TASK OBJECTIVE:
Please output every line of the entries below as a numbered list, leaving out any blank lines.

STORED RECORDS:
- - -

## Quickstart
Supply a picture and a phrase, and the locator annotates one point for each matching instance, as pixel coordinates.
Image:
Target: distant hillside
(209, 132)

- - -

SOLUTION BELOW:
1. ## Quickstart
2. Supply a picture and a phrase, and the locator annotates one point for each matching instance, as pixel coordinates.
3. Image:
4. Target: distant hillside
5. (209, 132)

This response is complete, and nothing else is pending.